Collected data
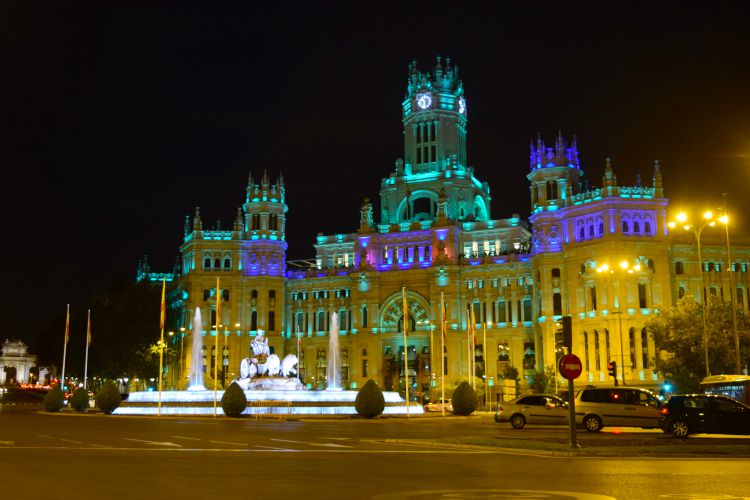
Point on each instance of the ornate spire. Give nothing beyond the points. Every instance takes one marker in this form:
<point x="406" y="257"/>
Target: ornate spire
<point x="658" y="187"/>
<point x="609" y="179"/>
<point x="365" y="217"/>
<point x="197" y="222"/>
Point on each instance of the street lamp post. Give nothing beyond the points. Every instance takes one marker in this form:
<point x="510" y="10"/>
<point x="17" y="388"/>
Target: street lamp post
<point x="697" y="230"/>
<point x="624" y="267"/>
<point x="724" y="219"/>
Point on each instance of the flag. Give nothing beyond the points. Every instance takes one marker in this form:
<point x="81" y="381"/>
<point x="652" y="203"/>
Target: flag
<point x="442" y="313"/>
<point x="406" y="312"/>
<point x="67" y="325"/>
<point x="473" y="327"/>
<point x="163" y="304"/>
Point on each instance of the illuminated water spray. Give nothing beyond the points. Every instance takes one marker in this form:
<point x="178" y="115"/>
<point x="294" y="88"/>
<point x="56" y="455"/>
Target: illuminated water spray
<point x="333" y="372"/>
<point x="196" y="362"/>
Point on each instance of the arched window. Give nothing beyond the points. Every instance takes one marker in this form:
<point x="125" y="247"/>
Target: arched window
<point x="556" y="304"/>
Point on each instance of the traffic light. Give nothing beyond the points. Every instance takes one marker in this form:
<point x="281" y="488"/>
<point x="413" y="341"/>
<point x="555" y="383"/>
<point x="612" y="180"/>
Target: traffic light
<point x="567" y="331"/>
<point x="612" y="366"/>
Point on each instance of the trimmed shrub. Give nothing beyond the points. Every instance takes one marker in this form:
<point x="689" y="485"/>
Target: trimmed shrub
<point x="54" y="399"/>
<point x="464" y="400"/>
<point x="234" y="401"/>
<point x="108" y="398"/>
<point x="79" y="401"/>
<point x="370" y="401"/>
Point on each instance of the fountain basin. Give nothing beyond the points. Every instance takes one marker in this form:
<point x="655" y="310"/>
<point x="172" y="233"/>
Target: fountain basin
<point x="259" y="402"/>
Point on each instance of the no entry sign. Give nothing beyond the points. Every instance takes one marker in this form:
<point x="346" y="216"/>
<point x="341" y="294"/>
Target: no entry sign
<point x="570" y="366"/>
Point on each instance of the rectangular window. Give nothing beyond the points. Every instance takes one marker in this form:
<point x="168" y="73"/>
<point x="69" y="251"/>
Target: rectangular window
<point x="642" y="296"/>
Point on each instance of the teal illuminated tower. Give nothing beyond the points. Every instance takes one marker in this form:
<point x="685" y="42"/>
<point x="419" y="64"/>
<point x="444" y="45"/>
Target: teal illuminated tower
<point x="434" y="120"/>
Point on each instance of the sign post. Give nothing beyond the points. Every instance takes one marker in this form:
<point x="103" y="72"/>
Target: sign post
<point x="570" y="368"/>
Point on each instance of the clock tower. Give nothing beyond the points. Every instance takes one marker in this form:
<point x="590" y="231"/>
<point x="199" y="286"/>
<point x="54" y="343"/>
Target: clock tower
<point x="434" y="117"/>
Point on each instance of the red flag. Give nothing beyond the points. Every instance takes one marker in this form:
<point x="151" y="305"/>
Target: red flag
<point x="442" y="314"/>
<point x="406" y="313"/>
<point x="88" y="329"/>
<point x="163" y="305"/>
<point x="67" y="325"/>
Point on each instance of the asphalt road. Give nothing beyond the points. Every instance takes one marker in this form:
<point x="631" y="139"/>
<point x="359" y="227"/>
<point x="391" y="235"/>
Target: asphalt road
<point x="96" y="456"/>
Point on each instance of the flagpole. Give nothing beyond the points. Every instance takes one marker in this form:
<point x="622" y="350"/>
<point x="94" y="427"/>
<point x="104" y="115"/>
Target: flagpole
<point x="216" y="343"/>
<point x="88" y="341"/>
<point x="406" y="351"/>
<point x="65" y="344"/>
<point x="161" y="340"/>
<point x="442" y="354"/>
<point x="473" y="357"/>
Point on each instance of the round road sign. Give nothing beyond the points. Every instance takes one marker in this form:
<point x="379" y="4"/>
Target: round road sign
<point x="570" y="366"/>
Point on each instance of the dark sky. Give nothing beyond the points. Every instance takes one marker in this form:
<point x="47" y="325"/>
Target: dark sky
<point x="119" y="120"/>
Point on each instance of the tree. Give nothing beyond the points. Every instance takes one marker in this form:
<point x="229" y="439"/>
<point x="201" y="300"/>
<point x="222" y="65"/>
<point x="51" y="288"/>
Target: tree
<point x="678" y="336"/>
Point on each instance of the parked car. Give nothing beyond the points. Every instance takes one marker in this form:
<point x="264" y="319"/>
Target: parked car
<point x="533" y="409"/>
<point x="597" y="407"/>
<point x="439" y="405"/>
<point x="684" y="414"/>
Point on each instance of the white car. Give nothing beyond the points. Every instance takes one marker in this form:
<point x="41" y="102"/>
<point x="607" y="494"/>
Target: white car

- _WORK ORDER_: Tally the lines in the records above that hold the word "white", and give only that number.

- _RESPONSE_: 2